*Problems and tasks*:
[A] Reproduce the part of the text about Tommy that starts at "So, to all of" and ends after "best I could.".
[B] In the text about Tommy, what course does the narrator ask Tom to come and speak to?
*** Source extract Section Begins ***
Trying to live while dying

“So I began with the hardest one: my Dad. He was reading the newspaper when I approached him.” “Dad.” “Yes what?” he asked without lowering the newspaper. “Dad, I would like to talk to you.” Well, talk.” “I mean. It’s really important.” The newspaper came down three inches. “What is it?” “Dad I love you. I just want you to know that.” Tom smiled at me and said with obvious satisfaction, as though he felt a warm and secret joy flowing inside of him. “The newspaper fluttered to the floor. Then my father did two things I could never remember him ever dong before. He cried and he hugged me. We talked all night, even though he had to go to work the next morning. It felt so good to be close to my father, to see his tears, to feel his hug, to hear him say that he loved me. It was easier with my mother and little brother. They cried with me, too, and we hugged each other, and started saying real nice things to each other. We shared the things we had been keeping secret for so many years.

I waited so long

“I was only sorry about one thing: that I had waited so long. Here I was just beginning to open up all to all the people I had actually been close to. Then, one day I turned around and God was there. He didn’t come to me when I pleaded with him. I guess I was like an animal trainer holding out a hoop. ‘C’mon, jump through. I’ll give you three days...three weeks.’ Apparently God does things in his own way and at his own hour but the important thing is that he was there. He found me. You were right. He found me even after I stopped looking for him.”

“Tommy, I think you are saying something very important and much more universal that you realize. To me, at least, you are saying that the surest way to find God is not to make him a private possession, a problem solver, or an instant consolation in time of need, but rather by opening to love. You know, the Apostle John said, ‘God is love, and anyone who lives in love is living with God and God is living in him.’ Tom, could I ask you a favor? You know, when I had you in class you were a real pain. But you can make it all up to me now. Would you come into my present Theology of Faith Course and tell them what you have just told me? If I told them the same thing it wouldn’t be half as effective as if you were to tell them.” “Oooh... I was ready for you, but I don’t know if I’m ready for your class.” “Tom, think about it. If and when you are ready, give me a call.”

Death changed his life

In a few days Tommy called, said he was ready for the class, that he wanted to do that for God and for me. So we scheduled a date. However, he never made it. He had another appointment, far more important than the one with me and my class. Of course, life was not really ended by his death, only changed. He made the great step from faith into vision. He found a life fare more beautiful than the eye of man has ever seen or the ear of man has ever heard or the mind of man has ever imagined. Before he died, we talked one last time. “I’m not going to make it to your class,” he said,” I know Tom.” “Will you tell them for me? I will Tom. I’ll tell them. I’ll do my best.”

So, to all of you who have been kind enough to hear this simple statement about love, thank your for listening. And to you, Tommy, somewhere in the sunlit, verdant hills of heaven – I told them, Tommy... as best I could.
*** Source extract Section Ends ***
*** Data Section Begins ***
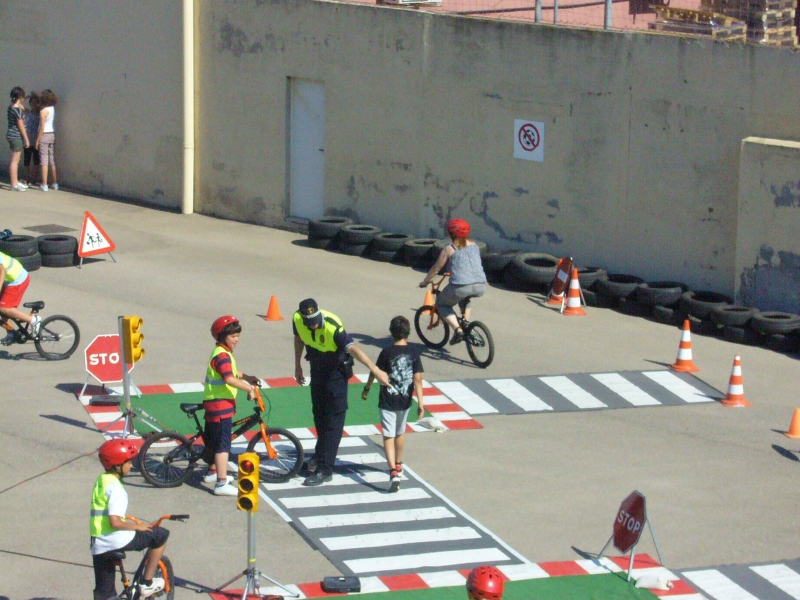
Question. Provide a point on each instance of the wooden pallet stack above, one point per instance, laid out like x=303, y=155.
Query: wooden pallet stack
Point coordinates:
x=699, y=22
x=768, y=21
*** Data Section Ends ***
*** Data Section Begins ***
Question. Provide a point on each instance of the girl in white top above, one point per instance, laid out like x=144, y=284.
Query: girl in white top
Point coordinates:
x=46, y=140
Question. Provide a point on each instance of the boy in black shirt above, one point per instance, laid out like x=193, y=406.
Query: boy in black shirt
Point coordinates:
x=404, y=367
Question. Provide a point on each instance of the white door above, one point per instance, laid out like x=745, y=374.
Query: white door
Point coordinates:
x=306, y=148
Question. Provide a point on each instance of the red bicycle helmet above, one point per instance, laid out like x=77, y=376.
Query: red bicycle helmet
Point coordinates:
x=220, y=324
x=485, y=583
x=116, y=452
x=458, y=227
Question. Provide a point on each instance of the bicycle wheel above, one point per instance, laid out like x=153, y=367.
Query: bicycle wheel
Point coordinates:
*** Data Section Ends ***
*** Data Section Begins ***
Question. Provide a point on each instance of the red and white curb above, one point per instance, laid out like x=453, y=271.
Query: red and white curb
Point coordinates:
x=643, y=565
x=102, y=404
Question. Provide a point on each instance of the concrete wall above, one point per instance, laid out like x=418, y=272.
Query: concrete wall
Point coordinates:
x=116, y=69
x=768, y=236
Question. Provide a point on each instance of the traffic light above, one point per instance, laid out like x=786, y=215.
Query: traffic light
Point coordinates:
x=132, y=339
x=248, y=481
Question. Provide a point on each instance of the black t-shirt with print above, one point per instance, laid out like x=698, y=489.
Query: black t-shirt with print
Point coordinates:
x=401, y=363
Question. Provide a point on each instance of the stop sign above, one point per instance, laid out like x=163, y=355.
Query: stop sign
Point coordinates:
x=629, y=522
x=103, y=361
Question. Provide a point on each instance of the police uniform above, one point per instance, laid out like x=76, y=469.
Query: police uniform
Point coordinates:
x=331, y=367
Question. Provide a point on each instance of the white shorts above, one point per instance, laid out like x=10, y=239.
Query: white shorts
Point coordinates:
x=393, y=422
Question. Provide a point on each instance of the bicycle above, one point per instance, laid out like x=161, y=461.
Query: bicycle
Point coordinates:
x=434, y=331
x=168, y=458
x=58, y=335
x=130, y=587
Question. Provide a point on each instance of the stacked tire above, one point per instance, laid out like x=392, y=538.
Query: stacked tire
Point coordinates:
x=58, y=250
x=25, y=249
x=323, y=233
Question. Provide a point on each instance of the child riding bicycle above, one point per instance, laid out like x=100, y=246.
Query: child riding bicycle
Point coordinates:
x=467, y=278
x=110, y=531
*** Data Section Ends ***
*Responses by item number*:
[A]
So, to all of you who have been kind enough to hear this simple statement about love, thank your for listening. And to you, Tommy, somewhere in the sunlit, verdant hills of heaven – I told them, Tommy... as best I could.

[B] The narrator's present Theology of Faith Course.